## INSTRUCTIONS TO FOLLOW
Answer these questions from the text on dehydration symptoms:
(a) Which two electrolytes does the opening section name as being lost along with water?
(b) How may a dehydrated person's skin behave when pinched?
(c) Which organ does the text name as having difficulty releasing glycogen during dehydration?

## READING TEXT
========================================================================

If you’re thirsty, that’s the most obvious sign you’re dehydrated, which is what happens when your body doesn’t have enough fluid to perform at its peak.
Being dehydrated doesn’t only mean your body is losing water — it also means you’re losing electrolytes, such as salt and potassium, which help your body breathe, move, talk, and do all the other things it needs to do to stay up and running.
Certain health conditions, including diabetes, can put you at an increased risk for dehydration. If you’ve been sweating too much due to heat or overexertion, throwing up or having diarrhoea due to the flu or another acute illness, or urinating frequently, it’s important to watch your fluid intake.
1. Bad Breath Is a Possible Warning Sign of Dehydration
Saliva has antibacterial properties, but dehydration can prevent your body from making enough saliva.
If you’re not producing enough saliva, you can get bacterial overgrowth in the mouth, and one of the side effects of that is bad breath.
2. Dry or Flushed Skin Could Be a Symptom of Dehydration
A lot of people think that people who get dehydrated are really sweaty, but in fact, as you go through various stages of dehydration, you get very dry skin.
When pinched, the skin of a dehydrated person may remain “tented” and take some time to return to its normal, flat appearance.
3. Muscle Cramps Are a Dehydration Symptom, Likely From Heat Illness
When your body loses enough fluid, it’s unable to cool itself off adequately, leading to heat illness. One symptom to look out for is muscle cramps, which can happen while exercising, particularly in hot weather.
The hotter you get, the more likely you are to get muscle cramps, and that’s from a pure heat effect on the muscles. As the muscles work harder and harder, they can seize up from the heat itself. Changes in the electrolytes, such as sodium and potassium, can lead to muscle cramping as well.
Even in cooler weather, dehydration is possible if you don’t drink enough fluids while working out. Symptoms may be milder or come on slower, but dehydration carries the same risks, regardless of the temperature outside.
4. Fever and Chills Are More Symptoms of Heat Illness, Which Causes Dehydration
Other symptoms of heat illness include fever and chills. You may sweat profusely while your skin is cool to the touch.
Fever can worsen dehydration. The higher the fever, the more dehydrated you may become. Unless your body temperature decreases, your skin will lose its cool clamminess and then become hot, flushed, and dry to the touch.
At this point, it’s important that you cool yourself down immediately and see a medical professional.
Applying ice and cool, wet cloths, and moving to a cool area are short-term strategies until you can see a medical professional.
5. Food Cravings, Especially for Sweets, May Just Mean You’re Thirsty
When you’re dehydrated, it can be difficult for organs such as the liver, which uses water, to release glycogen [stored glucose] and other components of your energy stores, so you can actually get cravings for food.
While you can crave anything from chocolate to a salty snack, cravings for sweets are more common because your body may be experiencing difficulty breaking down glycogen to release glucose into the bloodstream to use as fuel.
6. Headaches Could Be a Sign You Need to Drink More Water
Even mild dehydration can cause a dehydration headache and trigger a migraine headache.
Although various factors besides dehydration can cause headaches, drinking a full glass of water and continuing to sip more fluids during the day is an easy way to ease your pain if, in fact, dehydration is a culprit.

========================================================================

Extracted data entries
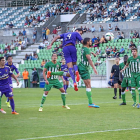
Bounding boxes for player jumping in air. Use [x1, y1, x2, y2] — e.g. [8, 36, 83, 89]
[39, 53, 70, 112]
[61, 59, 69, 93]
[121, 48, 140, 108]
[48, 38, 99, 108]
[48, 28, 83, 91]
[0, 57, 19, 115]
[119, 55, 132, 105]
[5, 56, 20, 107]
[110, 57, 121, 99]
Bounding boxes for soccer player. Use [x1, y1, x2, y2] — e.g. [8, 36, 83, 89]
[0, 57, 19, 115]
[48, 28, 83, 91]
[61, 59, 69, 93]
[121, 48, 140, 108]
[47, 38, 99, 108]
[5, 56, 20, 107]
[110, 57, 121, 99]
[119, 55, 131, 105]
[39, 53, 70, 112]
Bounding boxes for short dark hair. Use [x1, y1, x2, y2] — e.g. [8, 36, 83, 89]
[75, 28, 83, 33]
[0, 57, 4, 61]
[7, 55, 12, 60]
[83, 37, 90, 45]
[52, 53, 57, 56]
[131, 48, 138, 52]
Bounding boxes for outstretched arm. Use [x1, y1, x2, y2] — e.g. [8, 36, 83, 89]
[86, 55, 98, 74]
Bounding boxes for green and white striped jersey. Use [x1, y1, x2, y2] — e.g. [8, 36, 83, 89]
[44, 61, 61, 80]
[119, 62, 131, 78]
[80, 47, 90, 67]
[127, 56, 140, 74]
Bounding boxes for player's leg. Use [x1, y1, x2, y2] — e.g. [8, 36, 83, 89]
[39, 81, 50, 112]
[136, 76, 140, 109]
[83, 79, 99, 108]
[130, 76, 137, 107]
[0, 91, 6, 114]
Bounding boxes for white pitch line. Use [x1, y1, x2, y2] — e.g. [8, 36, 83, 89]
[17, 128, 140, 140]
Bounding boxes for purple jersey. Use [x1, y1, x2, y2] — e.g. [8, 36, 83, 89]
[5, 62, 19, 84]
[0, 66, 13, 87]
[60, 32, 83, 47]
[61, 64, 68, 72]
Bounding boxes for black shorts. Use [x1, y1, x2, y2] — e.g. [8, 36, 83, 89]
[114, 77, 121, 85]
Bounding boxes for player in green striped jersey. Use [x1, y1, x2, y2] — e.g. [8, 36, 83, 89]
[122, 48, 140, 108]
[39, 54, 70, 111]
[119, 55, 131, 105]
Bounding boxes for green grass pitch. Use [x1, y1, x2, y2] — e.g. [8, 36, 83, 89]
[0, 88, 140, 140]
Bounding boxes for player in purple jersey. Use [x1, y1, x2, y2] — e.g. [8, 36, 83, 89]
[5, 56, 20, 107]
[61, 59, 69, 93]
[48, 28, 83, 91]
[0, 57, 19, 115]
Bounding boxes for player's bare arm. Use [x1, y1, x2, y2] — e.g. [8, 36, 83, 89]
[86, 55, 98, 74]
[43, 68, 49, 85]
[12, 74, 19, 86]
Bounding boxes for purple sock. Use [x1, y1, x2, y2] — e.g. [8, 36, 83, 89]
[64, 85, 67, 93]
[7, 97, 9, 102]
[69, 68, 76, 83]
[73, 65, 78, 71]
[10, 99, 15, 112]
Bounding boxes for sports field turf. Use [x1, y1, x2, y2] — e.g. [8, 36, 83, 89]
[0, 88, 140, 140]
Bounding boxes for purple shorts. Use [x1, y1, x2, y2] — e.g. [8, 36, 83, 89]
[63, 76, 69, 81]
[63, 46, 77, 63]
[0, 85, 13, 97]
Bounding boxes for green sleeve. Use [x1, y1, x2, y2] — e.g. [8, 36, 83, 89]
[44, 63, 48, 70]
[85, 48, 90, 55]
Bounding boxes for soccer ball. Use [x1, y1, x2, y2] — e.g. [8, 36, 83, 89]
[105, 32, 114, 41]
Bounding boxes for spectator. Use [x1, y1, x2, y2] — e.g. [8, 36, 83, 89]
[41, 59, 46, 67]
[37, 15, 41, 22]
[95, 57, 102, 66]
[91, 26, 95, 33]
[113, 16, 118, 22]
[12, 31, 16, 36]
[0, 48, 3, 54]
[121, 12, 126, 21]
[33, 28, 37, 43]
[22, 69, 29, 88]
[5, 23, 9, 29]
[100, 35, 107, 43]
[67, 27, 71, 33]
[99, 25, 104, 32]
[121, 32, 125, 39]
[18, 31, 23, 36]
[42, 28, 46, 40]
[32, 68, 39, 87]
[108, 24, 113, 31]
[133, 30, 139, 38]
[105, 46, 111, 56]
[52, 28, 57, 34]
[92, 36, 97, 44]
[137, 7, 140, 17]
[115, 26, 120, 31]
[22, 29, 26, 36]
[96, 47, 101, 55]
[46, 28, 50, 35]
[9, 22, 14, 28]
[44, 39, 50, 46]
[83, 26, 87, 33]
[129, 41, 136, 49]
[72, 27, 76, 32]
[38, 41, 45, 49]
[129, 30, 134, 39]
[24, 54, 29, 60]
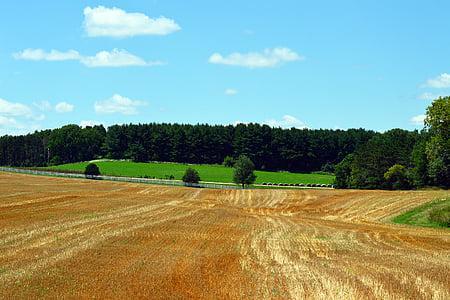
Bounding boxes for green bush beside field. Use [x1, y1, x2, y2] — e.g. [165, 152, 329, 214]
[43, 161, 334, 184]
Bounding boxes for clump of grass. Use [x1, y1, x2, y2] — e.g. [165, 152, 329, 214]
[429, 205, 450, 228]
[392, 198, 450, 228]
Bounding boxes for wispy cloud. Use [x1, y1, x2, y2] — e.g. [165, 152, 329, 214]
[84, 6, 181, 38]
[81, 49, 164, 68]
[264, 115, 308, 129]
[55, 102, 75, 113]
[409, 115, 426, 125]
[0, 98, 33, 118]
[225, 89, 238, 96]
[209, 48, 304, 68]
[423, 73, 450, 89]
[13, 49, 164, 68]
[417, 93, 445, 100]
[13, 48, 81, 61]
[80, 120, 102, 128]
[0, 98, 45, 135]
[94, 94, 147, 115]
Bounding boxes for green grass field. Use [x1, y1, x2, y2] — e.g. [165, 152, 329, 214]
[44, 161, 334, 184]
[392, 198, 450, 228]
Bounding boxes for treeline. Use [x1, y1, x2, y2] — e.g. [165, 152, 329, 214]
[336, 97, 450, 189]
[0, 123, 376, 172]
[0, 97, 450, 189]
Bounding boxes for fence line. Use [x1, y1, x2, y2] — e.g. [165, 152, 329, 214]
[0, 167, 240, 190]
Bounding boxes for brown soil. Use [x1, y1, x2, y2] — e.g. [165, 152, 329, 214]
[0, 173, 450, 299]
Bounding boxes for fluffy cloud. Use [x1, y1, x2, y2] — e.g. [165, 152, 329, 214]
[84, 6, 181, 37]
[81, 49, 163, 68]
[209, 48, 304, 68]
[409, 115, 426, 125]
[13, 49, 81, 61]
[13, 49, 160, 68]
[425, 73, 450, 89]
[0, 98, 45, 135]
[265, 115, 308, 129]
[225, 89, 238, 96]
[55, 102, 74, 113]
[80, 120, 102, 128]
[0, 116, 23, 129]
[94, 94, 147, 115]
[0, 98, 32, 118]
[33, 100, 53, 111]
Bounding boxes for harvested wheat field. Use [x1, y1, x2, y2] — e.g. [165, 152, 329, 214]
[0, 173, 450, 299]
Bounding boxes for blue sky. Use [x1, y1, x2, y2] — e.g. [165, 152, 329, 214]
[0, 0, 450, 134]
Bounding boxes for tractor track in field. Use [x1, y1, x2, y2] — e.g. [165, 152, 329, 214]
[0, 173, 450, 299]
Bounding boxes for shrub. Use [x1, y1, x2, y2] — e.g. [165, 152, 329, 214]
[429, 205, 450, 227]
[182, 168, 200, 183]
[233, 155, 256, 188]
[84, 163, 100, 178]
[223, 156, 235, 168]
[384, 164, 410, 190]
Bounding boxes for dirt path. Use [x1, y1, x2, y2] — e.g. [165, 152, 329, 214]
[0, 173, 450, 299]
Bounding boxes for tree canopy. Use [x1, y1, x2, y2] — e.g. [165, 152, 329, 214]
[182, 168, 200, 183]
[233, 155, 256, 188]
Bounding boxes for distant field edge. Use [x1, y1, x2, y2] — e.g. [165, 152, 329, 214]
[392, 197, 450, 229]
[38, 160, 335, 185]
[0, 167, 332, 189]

========================================================================

## TASK SOLUTION
(a) Salt and potassium.
(b) It may remain "tented" and take some time to return to its normal, flat appearance.
(c) The liver.